ENTRIES SUPPLIED.
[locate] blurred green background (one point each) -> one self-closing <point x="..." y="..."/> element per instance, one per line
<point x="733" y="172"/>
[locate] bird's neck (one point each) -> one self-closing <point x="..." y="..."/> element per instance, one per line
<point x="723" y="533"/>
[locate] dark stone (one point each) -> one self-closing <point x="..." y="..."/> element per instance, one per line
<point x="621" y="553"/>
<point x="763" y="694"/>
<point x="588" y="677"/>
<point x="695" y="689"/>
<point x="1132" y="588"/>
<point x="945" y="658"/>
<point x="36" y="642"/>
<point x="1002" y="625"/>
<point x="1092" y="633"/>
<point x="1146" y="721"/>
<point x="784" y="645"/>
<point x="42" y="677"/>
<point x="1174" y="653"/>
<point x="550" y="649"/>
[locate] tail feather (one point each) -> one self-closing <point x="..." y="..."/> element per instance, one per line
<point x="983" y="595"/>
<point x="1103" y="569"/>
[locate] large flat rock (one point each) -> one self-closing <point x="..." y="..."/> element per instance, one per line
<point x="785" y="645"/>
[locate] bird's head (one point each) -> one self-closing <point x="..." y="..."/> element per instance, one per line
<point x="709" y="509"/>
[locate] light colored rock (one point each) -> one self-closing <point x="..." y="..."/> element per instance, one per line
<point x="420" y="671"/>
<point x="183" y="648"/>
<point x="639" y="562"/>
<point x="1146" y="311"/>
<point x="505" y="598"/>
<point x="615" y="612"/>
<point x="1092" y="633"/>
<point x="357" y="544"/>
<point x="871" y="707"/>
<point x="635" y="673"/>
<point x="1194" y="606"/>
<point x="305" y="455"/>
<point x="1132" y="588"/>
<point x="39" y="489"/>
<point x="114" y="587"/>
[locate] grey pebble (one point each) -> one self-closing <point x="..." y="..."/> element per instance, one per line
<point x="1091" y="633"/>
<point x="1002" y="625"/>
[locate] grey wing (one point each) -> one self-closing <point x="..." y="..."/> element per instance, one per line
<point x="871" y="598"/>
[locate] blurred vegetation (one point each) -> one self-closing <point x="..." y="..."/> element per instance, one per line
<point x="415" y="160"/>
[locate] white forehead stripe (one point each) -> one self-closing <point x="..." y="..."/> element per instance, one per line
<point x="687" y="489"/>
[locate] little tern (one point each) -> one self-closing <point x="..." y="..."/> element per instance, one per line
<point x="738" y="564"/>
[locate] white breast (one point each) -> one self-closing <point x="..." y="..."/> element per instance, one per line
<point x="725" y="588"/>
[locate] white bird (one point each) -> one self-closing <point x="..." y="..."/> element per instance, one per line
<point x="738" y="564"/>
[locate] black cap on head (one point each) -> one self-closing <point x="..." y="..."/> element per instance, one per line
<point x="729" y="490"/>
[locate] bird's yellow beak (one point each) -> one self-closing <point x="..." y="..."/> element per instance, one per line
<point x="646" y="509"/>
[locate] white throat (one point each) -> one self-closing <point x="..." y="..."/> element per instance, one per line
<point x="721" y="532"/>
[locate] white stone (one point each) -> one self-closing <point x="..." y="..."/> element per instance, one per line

YOUR INSTRUCTIONS. Copy every line of the records word for word.

OUTPUT BELOW.
[locate] blurred green background (one point each) -> one self-closing <point x="..." y="..."/> element per instance, one per line
<point x="733" y="172"/>
[locate] bird's neck (one point each) -> one self-closing <point x="..." y="..."/> element per instance, one per line
<point x="723" y="533"/>
[locate] dark stone (one point each) -> one self-closing <point x="..." y="..."/> element per instance, one per line
<point x="621" y="553"/>
<point x="763" y="694"/>
<point x="588" y="677"/>
<point x="695" y="689"/>
<point x="1132" y="588"/>
<point x="945" y="658"/>
<point x="36" y="642"/>
<point x="1002" y="625"/>
<point x="1092" y="633"/>
<point x="1146" y="721"/>
<point x="784" y="645"/>
<point x="42" y="677"/>
<point x="1174" y="653"/>
<point x="550" y="649"/>
[locate] tail feather (one point each) -> one self-closing <point x="..." y="..."/> element per instance, one per line
<point x="983" y="595"/>
<point x="1103" y="569"/>
[locate] large flat rock (one point each) -> one self-closing <point x="..." y="..."/> element per instance, one per line
<point x="785" y="645"/>
[locate] bird's head (one point each) -> one self-closing <point x="..." y="..."/> element per instance, one per line
<point x="709" y="509"/>
[locate] light colored rock (one point each) -> one self-closing <point x="..." y="..."/> element per instance, one per line
<point x="420" y="671"/>
<point x="183" y="648"/>
<point x="639" y="562"/>
<point x="1146" y="311"/>
<point x="505" y="598"/>
<point x="615" y="612"/>
<point x="1092" y="633"/>
<point x="357" y="544"/>
<point x="871" y="707"/>
<point x="635" y="673"/>
<point x="1194" y="606"/>
<point x="305" y="455"/>
<point x="1132" y="588"/>
<point x="39" y="489"/>
<point x="114" y="587"/>
[locate] grey pebble (one point each) -> one self-closing <point x="..." y="..."/> element per instance, one per line
<point x="1091" y="633"/>
<point x="1002" y="625"/>
[locate] grey wing (one point each) -> one self-closing <point x="..." y="..."/> element per instance, one per line
<point x="871" y="598"/>
[locate] blurred vegetation (one point each) -> one self-closing <point x="..." y="..."/> element per instance, one per line
<point x="415" y="160"/>
[locate] white forehead stripe (one point each) -> one self-closing <point x="..." y="..."/> element per instance, one per line
<point x="687" y="489"/>
[locate] little tern (one point each) -> one self-closing <point x="..." y="..."/> element per instance, one per line
<point x="738" y="564"/>
[locate] white breast (one point each) -> one self-closing <point x="..." y="..."/> element per instance, one per line
<point x="725" y="588"/>
[locate] white bird (one point each) -> one self-closing <point x="..." y="..."/> element per instance, one per line
<point x="738" y="564"/>
[locate] black cap on head (one point each) -> one self-closing <point x="..." y="..."/> element per instance, one per line
<point x="729" y="490"/>
[locate] bird's yellow beak (one point each) -> one self-closing <point x="..." y="..."/> element per instance, one per line
<point x="646" y="509"/>
[locate] white throat (one point each) -> one self-closing <point x="..." y="..."/> element per instance, one per line
<point x="721" y="532"/>
[locate] white stone (one point each) -> one self-closing <point x="..." y="..."/> element per instance, one per line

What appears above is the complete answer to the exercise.